PROBLEM DETAILS: Return each line from the records below that contains the word "railing".

Records from a dataset
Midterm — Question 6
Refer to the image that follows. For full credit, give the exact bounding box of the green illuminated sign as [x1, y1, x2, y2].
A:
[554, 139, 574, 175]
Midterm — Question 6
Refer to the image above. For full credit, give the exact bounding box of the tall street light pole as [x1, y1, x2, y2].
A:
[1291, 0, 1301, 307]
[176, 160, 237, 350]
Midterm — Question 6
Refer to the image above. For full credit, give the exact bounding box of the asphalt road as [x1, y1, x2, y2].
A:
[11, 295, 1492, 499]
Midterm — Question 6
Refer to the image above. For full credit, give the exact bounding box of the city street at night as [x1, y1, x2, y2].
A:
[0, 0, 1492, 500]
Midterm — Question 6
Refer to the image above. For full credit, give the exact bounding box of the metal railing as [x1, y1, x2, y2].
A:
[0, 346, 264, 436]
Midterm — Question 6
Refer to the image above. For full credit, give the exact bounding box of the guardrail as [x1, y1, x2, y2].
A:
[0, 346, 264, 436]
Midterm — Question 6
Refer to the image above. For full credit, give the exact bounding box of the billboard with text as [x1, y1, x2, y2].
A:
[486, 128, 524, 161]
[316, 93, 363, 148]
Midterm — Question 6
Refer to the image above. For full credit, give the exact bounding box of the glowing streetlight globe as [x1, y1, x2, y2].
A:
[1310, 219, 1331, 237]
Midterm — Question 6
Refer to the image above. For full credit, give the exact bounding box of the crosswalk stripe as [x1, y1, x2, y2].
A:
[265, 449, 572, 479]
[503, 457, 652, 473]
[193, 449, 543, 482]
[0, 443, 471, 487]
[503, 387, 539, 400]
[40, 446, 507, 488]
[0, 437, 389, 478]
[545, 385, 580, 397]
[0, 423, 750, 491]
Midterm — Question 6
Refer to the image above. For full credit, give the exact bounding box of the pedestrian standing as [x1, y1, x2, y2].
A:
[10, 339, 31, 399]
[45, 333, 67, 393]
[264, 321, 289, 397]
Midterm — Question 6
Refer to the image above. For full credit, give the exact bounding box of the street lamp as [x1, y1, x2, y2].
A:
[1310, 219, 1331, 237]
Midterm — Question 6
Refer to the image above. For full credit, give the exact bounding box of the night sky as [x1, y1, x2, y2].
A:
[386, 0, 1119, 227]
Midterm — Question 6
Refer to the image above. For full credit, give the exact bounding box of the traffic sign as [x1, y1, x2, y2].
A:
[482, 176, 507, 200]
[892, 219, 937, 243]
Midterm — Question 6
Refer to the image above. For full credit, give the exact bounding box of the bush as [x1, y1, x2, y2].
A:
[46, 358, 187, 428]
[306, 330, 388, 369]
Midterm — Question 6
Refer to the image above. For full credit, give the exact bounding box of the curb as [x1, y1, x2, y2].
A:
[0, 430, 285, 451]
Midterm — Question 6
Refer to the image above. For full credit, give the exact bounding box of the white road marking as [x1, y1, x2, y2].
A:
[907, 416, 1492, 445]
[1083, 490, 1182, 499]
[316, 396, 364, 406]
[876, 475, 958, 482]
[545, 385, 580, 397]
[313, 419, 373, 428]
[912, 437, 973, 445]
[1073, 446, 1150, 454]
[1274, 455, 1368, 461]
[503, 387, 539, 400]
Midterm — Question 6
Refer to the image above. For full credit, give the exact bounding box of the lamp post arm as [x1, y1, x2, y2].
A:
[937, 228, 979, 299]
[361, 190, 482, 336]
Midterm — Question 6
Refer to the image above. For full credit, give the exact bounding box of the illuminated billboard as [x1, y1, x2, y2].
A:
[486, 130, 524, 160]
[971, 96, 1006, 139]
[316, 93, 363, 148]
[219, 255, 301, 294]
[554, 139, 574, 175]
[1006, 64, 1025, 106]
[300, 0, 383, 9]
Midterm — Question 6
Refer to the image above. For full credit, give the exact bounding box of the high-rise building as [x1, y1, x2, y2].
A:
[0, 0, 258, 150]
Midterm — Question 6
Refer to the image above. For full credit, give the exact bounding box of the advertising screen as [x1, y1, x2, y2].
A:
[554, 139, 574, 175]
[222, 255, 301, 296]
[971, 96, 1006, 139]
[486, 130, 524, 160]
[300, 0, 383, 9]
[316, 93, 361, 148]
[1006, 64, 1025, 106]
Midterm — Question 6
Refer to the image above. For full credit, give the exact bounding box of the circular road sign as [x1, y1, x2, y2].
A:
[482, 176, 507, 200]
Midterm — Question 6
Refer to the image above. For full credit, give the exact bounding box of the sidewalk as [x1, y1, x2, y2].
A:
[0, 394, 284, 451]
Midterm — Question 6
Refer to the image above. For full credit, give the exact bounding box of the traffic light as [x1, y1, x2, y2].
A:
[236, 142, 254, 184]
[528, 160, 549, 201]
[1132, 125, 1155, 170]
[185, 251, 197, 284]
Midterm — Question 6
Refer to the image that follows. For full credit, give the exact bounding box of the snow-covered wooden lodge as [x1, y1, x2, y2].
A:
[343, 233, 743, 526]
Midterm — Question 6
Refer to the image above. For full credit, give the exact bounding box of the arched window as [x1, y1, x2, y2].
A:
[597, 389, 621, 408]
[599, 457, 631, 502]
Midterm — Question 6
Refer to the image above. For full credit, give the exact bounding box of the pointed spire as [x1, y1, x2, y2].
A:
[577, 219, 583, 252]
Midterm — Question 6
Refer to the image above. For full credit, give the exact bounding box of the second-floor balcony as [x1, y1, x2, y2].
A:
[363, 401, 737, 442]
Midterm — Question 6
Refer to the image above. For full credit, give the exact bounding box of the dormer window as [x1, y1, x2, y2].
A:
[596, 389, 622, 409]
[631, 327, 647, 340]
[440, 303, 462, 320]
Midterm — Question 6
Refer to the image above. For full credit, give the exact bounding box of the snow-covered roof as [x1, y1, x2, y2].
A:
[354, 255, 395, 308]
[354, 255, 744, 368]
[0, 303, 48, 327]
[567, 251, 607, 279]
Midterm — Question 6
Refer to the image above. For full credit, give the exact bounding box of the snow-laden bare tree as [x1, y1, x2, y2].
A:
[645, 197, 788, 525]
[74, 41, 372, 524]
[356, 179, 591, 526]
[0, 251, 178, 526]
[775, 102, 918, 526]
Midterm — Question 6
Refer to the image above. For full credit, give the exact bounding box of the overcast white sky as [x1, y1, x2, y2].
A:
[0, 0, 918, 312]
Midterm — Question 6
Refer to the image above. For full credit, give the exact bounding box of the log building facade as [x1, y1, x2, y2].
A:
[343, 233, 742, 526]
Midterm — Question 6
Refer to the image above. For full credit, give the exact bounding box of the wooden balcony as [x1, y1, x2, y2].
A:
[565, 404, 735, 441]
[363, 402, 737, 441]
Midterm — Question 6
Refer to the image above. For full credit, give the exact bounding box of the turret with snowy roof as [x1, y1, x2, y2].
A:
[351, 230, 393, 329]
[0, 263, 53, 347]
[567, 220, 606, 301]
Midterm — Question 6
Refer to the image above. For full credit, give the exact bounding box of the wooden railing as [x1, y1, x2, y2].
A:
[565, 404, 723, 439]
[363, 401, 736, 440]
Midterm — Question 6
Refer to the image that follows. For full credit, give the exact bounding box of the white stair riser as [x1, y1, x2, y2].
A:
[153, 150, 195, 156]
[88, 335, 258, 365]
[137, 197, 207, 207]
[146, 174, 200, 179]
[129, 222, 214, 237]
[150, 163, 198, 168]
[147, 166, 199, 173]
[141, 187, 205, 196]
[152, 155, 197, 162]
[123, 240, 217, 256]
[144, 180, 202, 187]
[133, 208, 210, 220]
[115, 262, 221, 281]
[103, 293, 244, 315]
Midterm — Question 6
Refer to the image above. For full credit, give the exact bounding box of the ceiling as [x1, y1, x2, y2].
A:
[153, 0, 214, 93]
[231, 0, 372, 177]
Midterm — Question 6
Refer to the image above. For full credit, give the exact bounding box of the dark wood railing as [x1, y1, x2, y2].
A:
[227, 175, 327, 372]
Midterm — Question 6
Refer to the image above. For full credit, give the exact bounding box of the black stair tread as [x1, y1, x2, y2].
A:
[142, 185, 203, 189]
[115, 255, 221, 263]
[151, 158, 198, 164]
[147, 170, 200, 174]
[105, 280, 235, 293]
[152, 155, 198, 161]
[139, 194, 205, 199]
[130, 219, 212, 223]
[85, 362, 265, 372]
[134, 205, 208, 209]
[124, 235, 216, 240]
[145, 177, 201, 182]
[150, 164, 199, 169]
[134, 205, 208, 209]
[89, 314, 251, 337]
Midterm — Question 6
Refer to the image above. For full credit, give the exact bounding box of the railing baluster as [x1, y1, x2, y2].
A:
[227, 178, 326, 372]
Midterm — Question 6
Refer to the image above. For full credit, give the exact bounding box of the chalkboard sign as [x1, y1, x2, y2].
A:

ANSWER:
Refer to the image above. For full credit, give the exact bounding box of the metal railing as [x1, y1, x2, y2].
Refer to the image above. For full credit, give the exact bounding box of the wooden railing as [x1, y1, x2, y2].
Refer to the image above. For full credit, give the exact bounding box of the dark wood railing as [x1, y1, x2, y2].
Refer to the image above. For full credit, give the exact bounding box of the railing baluster as [x1, y1, x2, y2].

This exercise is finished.